=== Written instruction ===
Each line of the material below should be reproduced exactly.

# start of Task data

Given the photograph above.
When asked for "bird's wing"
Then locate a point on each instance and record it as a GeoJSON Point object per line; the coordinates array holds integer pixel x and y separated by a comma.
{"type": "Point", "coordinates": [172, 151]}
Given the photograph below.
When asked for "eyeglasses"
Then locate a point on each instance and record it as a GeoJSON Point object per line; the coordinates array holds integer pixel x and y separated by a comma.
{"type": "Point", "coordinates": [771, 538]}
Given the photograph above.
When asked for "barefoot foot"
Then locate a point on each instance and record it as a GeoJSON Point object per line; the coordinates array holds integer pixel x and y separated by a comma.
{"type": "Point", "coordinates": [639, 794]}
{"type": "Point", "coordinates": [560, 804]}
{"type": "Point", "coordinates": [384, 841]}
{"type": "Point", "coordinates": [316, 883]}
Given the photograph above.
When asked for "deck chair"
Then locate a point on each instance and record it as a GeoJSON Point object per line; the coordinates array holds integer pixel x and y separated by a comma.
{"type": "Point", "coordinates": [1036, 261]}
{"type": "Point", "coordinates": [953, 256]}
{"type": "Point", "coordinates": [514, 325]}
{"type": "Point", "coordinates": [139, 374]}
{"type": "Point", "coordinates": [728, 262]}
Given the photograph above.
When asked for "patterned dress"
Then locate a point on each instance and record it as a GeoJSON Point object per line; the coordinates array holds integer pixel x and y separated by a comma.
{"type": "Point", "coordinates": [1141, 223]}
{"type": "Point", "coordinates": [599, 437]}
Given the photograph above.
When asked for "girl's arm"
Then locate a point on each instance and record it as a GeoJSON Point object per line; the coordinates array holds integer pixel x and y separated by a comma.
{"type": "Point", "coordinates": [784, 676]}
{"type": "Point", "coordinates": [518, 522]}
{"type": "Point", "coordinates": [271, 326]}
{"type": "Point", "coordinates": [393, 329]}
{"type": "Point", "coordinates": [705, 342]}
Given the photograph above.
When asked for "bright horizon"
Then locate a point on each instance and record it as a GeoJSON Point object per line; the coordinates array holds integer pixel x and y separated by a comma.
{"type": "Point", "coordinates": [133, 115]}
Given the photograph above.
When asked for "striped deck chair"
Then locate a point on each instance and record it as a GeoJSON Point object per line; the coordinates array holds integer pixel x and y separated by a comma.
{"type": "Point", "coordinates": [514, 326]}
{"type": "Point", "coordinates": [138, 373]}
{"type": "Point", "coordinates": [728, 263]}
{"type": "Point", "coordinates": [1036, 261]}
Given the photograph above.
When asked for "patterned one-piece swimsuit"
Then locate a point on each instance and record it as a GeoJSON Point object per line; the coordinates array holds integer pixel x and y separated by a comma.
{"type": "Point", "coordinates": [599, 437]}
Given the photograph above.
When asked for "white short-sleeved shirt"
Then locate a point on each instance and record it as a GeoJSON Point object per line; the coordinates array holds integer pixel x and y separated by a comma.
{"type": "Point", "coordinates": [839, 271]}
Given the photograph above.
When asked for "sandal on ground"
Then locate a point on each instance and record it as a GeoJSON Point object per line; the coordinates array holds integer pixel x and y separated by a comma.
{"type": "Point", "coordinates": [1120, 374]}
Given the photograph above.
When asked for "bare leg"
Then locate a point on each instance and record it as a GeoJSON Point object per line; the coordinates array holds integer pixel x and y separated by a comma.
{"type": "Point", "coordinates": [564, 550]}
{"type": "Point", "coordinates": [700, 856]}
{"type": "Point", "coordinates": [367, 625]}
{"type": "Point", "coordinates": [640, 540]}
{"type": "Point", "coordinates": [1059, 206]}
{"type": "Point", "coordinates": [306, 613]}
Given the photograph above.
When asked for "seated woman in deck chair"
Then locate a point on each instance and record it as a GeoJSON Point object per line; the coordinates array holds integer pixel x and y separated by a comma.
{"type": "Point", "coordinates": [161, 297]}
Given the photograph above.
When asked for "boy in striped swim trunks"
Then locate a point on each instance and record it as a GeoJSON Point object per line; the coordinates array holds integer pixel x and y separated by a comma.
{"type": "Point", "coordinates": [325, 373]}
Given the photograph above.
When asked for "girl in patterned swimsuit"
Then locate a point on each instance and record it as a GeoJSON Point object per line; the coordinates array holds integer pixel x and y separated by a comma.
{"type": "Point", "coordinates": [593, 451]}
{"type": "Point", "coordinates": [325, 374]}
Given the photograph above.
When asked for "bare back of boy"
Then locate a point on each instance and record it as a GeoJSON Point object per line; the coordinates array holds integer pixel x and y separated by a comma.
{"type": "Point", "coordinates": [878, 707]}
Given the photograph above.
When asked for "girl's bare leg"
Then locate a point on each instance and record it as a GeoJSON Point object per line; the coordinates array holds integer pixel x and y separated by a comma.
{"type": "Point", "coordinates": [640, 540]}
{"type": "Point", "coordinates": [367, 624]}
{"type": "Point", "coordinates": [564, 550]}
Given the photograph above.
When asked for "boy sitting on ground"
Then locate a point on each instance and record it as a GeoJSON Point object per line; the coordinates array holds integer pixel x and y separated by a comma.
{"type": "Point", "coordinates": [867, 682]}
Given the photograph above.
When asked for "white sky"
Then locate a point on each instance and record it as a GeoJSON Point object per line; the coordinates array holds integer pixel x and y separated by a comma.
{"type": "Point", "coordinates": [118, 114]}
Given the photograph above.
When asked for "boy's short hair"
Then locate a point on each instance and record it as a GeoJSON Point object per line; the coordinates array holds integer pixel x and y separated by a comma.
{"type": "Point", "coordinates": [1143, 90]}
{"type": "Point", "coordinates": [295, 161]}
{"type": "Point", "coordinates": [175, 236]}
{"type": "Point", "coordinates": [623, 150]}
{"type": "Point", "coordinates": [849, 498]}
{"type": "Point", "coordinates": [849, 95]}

# end of Task data

=== Response to the exercise ===
Given the photograph above.
When asked for "bird's wing"
Then locate a point on each instance and record it as a GeoJSON Point object per line; the coordinates array holds integer pixel x and y separated by a comma.
{"type": "Point", "coordinates": [172, 151]}
Given the photograph below.
When asked for "eyeglasses"
Then locate a point on each instance and record it as a GeoJSON Point object per line; the coordinates array holds integer pixel x and y separated by a comma.
{"type": "Point", "coordinates": [771, 538]}
Given the photograph above.
When asked for "barefoot foot"
Then locate a point on each instance and record it as a GeoJSON Point object per line; the coordinates array holds integer pixel x and y separated by a comma.
{"type": "Point", "coordinates": [639, 794]}
{"type": "Point", "coordinates": [560, 804]}
{"type": "Point", "coordinates": [384, 841]}
{"type": "Point", "coordinates": [316, 883]}
Given the photograph above.
When asked for "deck chair"
Then locate a point on each instance and record it as a GeoJSON Point object per line; the coordinates array holds integer pixel x and y separated by a comma.
{"type": "Point", "coordinates": [1036, 261]}
{"type": "Point", "coordinates": [953, 256]}
{"type": "Point", "coordinates": [514, 325]}
{"type": "Point", "coordinates": [139, 374]}
{"type": "Point", "coordinates": [728, 262]}
Given the photograph above.
When asked for "patterned dress"
Then locate a point on each instance and record it as a GeoJSON Point object per line; the coordinates array holds integer pixel x and y separated by a comma.
{"type": "Point", "coordinates": [1141, 223]}
{"type": "Point", "coordinates": [599, 437]}
Given the photograph above.
When asked for "girl's arm"
Then locate a point on each instance and record it as a GeoJSON Point object per line; the coordinates array holds integer pixel x and y separated by a comma.
{"type": "Point", "coordinates": [784, 676]}
{"type": "Point", "coordinates": [518, 522]}
{"type": "Point", "coordinates": [271, 326]}
{"type": "Point", "coordinates": [393, 329]}
{"type": "Point", "coordinates": [705, 342]}
Given the photograph above.
When asked for "bright horizon"
Then locate a point on each instance and record it as a GeoJSON Point object per line; the coordinates array holds integer pixel x and y separated by a comma.
{"type": "Point", "coordinates": [133, 115]}
Given the photograph above.
When asked for "striped deck chair"
Then locate a point on each instance and record it as a GeoJSON Point object per line; the coordinates array holds integer pixel x and y separated by a comma.
{"type": "Point", "coordinates": [514, 326]}
{"type": "Point", "coordinates": [138, 373]}
{"type": "Point", "coordinates": [728, 263]}
{"type": "Point", "coordinates": [1036, 261]}
Given the photograph above.
When asked for "patterned one-piece swimsuit"
Then locate a point on each instance and record it as a GeoJSON Point object per line; the coordinates array holds integer pixel x and y separated by a comma.
{"type": "Point", "coordinates": [599, 437]}
Given the photograph above.
When asked for "white short-sleeved shirt"
Then locate a point on each instance and record it as a GeoJSON Point object per line; the coordinates array holds integer pixel x and y separated by a comma.
{"type": "Point", "coordinates": [839, 271]}
Given the photograph above.
When asked for "sandal on ground"
Then locate a point on each instance and record it as a GeoJSON Point object per line; the coordinates array holds integer pixel x and y separated by a comma.
{"type": "Point", "coordinates": [1120, 374]}
Given the photograph above.
When asked for "bare leg"
Then locate a point on each instance and record it as a GeoJSON Point object per line; the coordinates array holds integer pixel x and y separated by a comma.
{"type": "Point", "coordinates": [564, 550]}
{"type": "Point", "coordinates": [700, 856]}
{"type": "Point", "coordinates": [367, 625]}
{"type": "Point", "coordinates": [640, 540]}
{"type": "Point", "coordinates": [1059, 206]}
{"type": "Point", "coordinates": [306, 613]}
Given the photograph above.
When asked for "seated woman in deck chair"
Then locate a point on each instance and record it as a GeoJSON Point object per line; the coordinates array holds integer pixel x and y separated by a comma.
{"type": "Point", "coordinates": [161, 297]}
Given the photograph above.
When asked for "boy in striped swim trunks"
Then locate a point on each instance and record it as a GeoJSON Point object per line; the coordinates array holds integer pixel x and y separated by a comma.
{"type": "Point", "coordinates": [325, 373]}
Given the photograph above.
When asked for "girl in patterned swimsuit"
Then locate a point on each instance and record it as a GeoJSON Point object per line; the coordinates array holds integer pixel x and y separated by a comma.
{"type": "Point", "coordinates": [593, 451]}
{"type": "Point", "coordinates": [325, 374]}
Given the photograph above.
When asked for "bare back of boy"
Then locate a point on each instance and record it as a GeoJSON Point object per line; the coordinates array holds integer pixel x and y separated by a comma.
{"type": "Point", "coordinates": [878, 707]}
Given the photograph above.
When asked for "girl's bare leg"
Then locate a point on each instance and record it as a GeoJSON Point object per line; the coordinates array holds integer pixel x and y separated by a comma.
{"type": "Point", "coordinates": [640, 540]}
{"type": "Point", "coordinates": [367, 624]}
{"type": "Point", "coordinates": [564, 550]}
Given the photograph above.
When asked for "boy sitting on ground"
Then locate a point on each instance and record it as a GeoJSON Point object per line; the coordinates array holds integer pixel x and y separated by a comma.
{"type": "Point", "coordinates": [867, 682]}
Given the photograph above.
When asked for "white sky"
Then locate a point on each instance and record it as a GeoJSON Point object per line; the coordinates array holds integer pixel x and y separated by a comma.
{"type": "Point", "coordinates": [118, 114]}
Given the photograph above.
When asked for "boy's short hair"
Then locate a point on each instance and record it as a GeoJSON Point object per line; the coordinates array holds integer pixel x and y separated by a comma.
{"type": "Point", "coordinates": [1143, 90]}
{"type": "Point", "coordinates": [295, 161]}
{"type": "Point", "coordinates": [175, 236]}
{"type": "Point", "coordinates": [623, 150]}
{"type": "Point", "coordinates": [849, 498]}
{"type": "Point", "coordinates": [849, 95]}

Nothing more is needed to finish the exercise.